(Artigo)
************

VI - Aderência aos objetivos do Decreto Presidencial nº 11.738, de 18 de outubro de 2023

 

Inicialmente, destaca-se que o novo RGC foi reconhecido pelo Ministério do Desenvolvimento, Indústria, Comércio e Serviços como um instrumento de boa prática regulatória. Esse reconhecimento levou a Anatel a receber recentemente o "Selo de Boas Práticas Regulatórias - Padrão Outro". Essa premiação foi concedida devido ao teor e às rotinas adotadas para a aprovação desse normativo, com base nos critérios estatuídos na Portaria GM/MDIC nº 69, de 3 de abril de 2023: Previsibilidade, Qualidade Regulatória, Participação Social, Convergência Regulatória e Fardo Regulatório.

Em 19 de outubro de 2023, foi editado o Decreto Presidencial nº 11.738, cujo escopo é a institucionalização do "Programa de Fortalecimento da Capacidade Institucional para Gestão em Regulação - PRO-REG, com a finalidade de apoiar a implementação de boas práticas regulatórias e de aprimorar a coordenação do processo regulatório na administração pública federal direta, autárquica e fundacional" (art. 1º, com grifos acrescidos).

É importante anotar que ele estabelece uma série de objetivos, os quais já comportam densidade normativa suficiente para orientar a atuação dos diversos entes que compõem a administração pública federal, incluindo a Anatel.

************

(O que fazer)
Repita, sem alterar nada, o trecho do artigo sobre o novo RGC que vai de "Em 19 de outubro" até "com grifos acrescidos).". Baseie-se somente no artigo.

************

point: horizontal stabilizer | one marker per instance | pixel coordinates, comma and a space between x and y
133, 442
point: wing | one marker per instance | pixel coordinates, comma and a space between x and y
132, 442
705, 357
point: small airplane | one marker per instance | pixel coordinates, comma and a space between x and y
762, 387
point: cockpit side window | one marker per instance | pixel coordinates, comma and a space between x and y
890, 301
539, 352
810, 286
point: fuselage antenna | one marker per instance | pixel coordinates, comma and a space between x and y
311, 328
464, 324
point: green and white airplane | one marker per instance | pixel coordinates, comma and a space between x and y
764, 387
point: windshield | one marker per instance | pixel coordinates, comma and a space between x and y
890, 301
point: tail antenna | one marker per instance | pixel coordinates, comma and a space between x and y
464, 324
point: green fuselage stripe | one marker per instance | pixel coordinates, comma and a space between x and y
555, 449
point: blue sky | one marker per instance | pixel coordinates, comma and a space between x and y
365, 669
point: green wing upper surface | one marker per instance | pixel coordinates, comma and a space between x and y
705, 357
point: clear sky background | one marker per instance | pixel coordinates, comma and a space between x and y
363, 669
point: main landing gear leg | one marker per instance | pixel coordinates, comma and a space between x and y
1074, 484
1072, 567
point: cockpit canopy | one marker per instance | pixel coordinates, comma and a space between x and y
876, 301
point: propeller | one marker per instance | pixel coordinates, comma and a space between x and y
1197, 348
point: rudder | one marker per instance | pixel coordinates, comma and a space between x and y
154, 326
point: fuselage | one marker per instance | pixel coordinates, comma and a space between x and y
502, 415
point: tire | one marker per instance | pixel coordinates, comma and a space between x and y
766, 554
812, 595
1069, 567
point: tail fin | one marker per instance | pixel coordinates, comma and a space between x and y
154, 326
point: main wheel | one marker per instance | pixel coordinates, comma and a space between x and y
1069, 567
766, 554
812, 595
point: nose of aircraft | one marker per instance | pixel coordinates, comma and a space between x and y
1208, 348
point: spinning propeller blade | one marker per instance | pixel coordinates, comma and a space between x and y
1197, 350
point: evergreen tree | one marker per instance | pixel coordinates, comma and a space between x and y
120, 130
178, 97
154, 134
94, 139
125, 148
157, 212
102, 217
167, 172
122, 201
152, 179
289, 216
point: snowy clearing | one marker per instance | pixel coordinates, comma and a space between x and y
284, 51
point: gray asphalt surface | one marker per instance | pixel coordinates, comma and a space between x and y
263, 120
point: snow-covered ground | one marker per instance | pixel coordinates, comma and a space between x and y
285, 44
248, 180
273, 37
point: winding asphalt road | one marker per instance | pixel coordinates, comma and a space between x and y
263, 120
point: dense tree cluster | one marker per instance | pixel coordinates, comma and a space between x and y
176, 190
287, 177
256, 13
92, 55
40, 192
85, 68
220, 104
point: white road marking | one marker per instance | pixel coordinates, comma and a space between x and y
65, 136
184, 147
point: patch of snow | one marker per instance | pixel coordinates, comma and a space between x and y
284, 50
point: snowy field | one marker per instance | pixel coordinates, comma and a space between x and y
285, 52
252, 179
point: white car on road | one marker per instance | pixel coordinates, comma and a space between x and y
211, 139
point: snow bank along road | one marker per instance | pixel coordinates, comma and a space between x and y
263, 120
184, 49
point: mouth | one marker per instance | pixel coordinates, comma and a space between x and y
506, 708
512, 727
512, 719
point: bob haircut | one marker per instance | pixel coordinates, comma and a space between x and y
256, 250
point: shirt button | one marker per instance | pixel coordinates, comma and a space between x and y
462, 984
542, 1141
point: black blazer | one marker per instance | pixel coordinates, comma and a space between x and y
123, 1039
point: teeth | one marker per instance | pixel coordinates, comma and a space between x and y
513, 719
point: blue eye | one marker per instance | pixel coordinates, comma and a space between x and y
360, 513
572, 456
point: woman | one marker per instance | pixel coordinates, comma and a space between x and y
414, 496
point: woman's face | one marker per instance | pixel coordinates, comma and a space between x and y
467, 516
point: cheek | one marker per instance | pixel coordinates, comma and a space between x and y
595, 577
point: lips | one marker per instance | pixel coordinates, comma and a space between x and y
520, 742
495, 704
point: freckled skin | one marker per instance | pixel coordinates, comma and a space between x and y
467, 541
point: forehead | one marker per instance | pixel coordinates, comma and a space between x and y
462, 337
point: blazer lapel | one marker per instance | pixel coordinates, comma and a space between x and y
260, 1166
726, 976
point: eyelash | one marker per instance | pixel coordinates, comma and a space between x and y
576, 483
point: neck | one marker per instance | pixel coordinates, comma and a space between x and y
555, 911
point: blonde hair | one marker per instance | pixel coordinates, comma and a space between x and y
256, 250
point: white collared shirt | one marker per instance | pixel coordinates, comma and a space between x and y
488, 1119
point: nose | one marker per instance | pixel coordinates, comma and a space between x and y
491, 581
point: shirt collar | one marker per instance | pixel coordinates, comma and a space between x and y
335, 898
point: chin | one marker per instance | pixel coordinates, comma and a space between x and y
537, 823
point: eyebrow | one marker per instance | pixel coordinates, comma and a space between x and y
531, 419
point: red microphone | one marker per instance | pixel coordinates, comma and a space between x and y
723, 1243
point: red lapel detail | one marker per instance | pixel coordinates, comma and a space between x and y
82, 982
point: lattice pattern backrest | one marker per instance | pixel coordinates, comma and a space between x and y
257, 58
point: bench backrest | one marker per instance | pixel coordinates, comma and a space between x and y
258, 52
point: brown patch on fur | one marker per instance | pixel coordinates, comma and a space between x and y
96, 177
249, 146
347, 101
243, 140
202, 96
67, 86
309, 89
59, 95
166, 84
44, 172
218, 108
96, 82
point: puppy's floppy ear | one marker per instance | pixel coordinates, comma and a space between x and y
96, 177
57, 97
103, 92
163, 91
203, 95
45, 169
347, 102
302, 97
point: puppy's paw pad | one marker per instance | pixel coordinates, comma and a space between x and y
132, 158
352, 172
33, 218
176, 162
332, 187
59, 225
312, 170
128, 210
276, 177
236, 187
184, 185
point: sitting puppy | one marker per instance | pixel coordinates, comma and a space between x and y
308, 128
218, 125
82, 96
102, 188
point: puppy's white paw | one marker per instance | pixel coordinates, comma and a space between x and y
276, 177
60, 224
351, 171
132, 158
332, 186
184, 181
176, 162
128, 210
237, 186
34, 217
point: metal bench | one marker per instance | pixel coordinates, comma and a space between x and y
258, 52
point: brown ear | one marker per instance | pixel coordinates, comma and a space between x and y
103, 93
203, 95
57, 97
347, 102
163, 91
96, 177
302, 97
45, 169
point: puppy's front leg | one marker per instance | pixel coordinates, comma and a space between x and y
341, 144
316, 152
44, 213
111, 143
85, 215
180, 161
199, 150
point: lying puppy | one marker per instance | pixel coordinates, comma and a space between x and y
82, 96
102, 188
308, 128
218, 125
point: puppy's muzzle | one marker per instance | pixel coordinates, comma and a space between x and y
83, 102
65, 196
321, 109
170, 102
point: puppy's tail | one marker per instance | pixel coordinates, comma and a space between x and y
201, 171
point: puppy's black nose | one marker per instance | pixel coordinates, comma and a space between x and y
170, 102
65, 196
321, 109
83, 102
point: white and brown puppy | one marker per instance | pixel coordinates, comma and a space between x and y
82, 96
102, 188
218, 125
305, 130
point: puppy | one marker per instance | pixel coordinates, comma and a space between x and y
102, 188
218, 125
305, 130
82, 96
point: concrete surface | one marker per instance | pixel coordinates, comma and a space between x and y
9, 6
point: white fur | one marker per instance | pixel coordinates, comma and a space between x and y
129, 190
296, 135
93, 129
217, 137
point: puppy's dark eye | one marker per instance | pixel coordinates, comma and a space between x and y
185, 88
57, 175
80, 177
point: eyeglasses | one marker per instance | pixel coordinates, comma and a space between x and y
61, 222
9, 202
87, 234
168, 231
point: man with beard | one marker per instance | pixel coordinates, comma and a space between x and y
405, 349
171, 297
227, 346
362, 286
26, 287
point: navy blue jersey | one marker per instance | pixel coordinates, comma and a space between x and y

************

(Resposta)
Em 19 de outubro de 2023, foi editado o Decreto Presidencial nº 11.738, cujo escopo é a institucionalização do "Programa de Fortalecimento da Capacidade Institucional para Gestão em Regulação - PRO-REG, com a finalidade de apoiar a implementação de boas práticas regulatórias e de aprimorar a coordenação do processo regulatório na administração pública federal direta, autárquica e fundacional" (art. 1º, com grifos acrescidos).